## DIRECTIVE A
In the price prediction code, what value is assigned to random_state?
## DIRECTIVE B
Please quote the stretch of the price prediction code from "random_state = 29" through "feature_scaler = StandardScaler()".
## DIRECTIVE C
List every key in the models dictionary defined in the price prediction code.

## EXCERPT PROVIDED
* BEGIN *

In [153]:
import pandas as pd
import matplotlib.pyplot as plt
import seaborn as sns
import numpy as np
import time
import joblib
import os

from sklearn.preprocessing import StandardScaler,PolynomialFeatures
from sklearn.feature_selection import mutual_info_regression
from sklearn.linear_model import LinearRegression,Lasso,Ridge
from sklearn.model_selection import GridSearchCV,cross_val_predict
from sklearn.ensemble import RandomForestRegressor
from sklearn.pipeline import Pipeline

In [154]:
dataset_path = "mobile phone price prediction.csv"
random_state = 29
K_cv = [8]
polynom_degree = [2,3]
alpha_values = [0.01,0.05,0.1,0.2,0.5,1,2,5,10,11,12,13,14,15,18,20]
max_iterations = [10000, 20000, 30000, 40000, 50000]
tolerance = [1, 1e-1, 1e-2, 1e-3]

feature_scaler = StandardScaler()
polynomial_feature_scaler = PolynomialFeatures()

models = {
    "Simple":LinearRegression(), # Linear Regression
    "Poly":LinearRegression(), # Poly Regression
    "Lasso":Lasso(), # L1 Regression
    "Ridge":Ridge() # L2 Regression
}

param_grids = {
    "Simple": {
        "model__fit_intercept": [True, False],
    },
    "Poly": {
        "poly__degree": polynom_degree,
        "model__fit_intercept": [True, False], 
    },
    "Lasso": {
        "model__alpha": alpha_values,
        "model__max_iter": max_iterations,
        "model__tol": tolerance
    },
    "Ridge": {
        "model__alpha": alpha_values,
        "model__max_iter": max_iterations,
        "model__solver": ["auto", "saga"],
        "model__tol": tolerance
    }
}

In [155]:
dataset_original = pd.read_csv(dataset_path)
length_dataset = len(dataset_original)
#print(dataset_original.info())
#print(dataset_original.head(3))

* END *

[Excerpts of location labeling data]
* BEGIN *

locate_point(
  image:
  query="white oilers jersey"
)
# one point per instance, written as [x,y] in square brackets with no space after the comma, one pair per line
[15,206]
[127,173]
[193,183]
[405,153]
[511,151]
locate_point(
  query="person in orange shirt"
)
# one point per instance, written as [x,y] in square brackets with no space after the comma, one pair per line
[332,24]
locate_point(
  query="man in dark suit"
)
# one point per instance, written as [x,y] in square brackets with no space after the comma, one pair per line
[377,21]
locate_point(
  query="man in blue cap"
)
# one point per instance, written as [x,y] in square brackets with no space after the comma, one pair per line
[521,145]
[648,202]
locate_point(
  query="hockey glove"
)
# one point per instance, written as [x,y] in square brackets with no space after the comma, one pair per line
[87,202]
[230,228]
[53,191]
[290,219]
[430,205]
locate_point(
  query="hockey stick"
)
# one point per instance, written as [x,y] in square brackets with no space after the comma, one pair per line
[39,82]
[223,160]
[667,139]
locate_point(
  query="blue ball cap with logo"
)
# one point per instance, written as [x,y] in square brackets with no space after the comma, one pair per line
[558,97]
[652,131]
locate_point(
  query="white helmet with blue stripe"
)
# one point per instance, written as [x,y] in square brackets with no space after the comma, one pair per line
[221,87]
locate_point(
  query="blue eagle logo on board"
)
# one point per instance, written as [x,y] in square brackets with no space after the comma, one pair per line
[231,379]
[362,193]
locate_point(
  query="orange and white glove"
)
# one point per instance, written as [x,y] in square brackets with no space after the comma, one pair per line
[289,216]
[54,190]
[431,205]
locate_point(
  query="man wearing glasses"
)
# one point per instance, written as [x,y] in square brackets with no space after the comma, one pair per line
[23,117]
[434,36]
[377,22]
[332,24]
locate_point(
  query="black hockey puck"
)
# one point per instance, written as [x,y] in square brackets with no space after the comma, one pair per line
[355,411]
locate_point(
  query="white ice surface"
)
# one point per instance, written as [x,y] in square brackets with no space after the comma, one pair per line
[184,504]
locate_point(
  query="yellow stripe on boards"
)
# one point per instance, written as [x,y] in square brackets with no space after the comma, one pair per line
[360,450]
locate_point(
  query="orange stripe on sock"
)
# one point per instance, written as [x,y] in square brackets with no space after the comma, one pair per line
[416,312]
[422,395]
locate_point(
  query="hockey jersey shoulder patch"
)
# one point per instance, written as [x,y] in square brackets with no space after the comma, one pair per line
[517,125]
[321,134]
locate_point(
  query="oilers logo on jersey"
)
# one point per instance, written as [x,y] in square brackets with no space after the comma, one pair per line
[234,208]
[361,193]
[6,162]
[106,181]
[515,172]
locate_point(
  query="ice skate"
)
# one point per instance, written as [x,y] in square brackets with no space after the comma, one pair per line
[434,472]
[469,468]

* END *

## ANSWER A
29

## ANSWER B
random_state = 29
K_cv = [8]
polynom_degree = [2,3]
alpha_values = [0.01,0.05,0.1,0.2,0.5,1,2,5,10,11,12,13,14,15,18,20]
max_iterations = [10000, 20000, 30000, 40000, 50000]
tolerance = [1, 1e-1, 1e-2, 1e-3]

feature_scaler = StandardScaler()

## ANSWER C
Simple, Poly, Lasso, Ridge